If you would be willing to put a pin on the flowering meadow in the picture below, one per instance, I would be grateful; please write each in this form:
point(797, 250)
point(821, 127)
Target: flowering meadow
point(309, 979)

---

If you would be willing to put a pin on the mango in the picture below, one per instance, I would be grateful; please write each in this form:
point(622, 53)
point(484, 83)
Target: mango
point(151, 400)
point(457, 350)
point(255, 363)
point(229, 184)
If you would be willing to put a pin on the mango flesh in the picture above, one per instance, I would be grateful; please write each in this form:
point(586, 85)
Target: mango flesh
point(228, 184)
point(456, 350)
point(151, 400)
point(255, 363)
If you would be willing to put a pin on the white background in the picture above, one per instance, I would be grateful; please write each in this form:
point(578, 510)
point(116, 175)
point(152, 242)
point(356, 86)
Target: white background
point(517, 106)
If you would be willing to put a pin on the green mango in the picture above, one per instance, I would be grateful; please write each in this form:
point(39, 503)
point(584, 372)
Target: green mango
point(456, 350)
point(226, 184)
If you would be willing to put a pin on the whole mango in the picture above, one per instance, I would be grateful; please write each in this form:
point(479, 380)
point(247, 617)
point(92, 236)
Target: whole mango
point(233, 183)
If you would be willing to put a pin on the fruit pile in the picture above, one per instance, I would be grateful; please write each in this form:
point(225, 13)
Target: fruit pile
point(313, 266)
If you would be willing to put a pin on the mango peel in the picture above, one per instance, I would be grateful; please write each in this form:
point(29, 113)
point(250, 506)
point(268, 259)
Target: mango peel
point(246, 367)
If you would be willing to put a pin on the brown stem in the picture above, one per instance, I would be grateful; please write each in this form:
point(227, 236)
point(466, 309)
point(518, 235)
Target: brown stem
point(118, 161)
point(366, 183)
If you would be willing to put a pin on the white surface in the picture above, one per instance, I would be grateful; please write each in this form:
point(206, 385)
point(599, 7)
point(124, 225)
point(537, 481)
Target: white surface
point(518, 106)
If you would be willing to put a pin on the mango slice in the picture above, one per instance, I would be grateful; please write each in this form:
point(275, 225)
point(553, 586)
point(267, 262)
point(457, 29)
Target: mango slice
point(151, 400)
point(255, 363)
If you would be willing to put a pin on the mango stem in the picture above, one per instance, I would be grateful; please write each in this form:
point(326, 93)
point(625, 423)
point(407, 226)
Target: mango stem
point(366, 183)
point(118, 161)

---

**Exercise instructions:**
Can you set out every line from the one containing "the mango peel" down to the one containing "point(518, 106)", both included, as a Markdown table with a Row column numbering each line and a Line column holding its text, leaving out blank lines?

**Written response:**
| Row | Line |
|---|---|
| 1 | If you would be willing to put a pin on the mango peel in the picture above, one per instance, I would be grateful; please write each in this form: |
| 2 | point(29, 113) |
| 3 | point(250, 506) |
| 4 | point(268, 259) |
| 5 | Target: mango peel |
| 6 | point(246, 367) |
| 7 | If you would be willing to put a pin on the brown stem in the picture above, one per instance, I would be grateful; please write each in this form: |
| 8 | point(227, 236) |
| 9 | point(466, 309) |
| 10 | point(518, 235) |
| 11 | Target: brown stem |
| 12 | point(118, 161) |
| 13 | point(366, 183) |
| 14 | If you would be willing to put a pin on the white surface in the picture above, one per instance, I would be grateful; please write each in this form: |
| 15 | point(206, 385) |
| 16 | point(599, 7) |
| 17 | point(124, 225) |
| 18 | point(537, 481) |
| 19 | Target: white surface |
| 20 | point(518, 106) |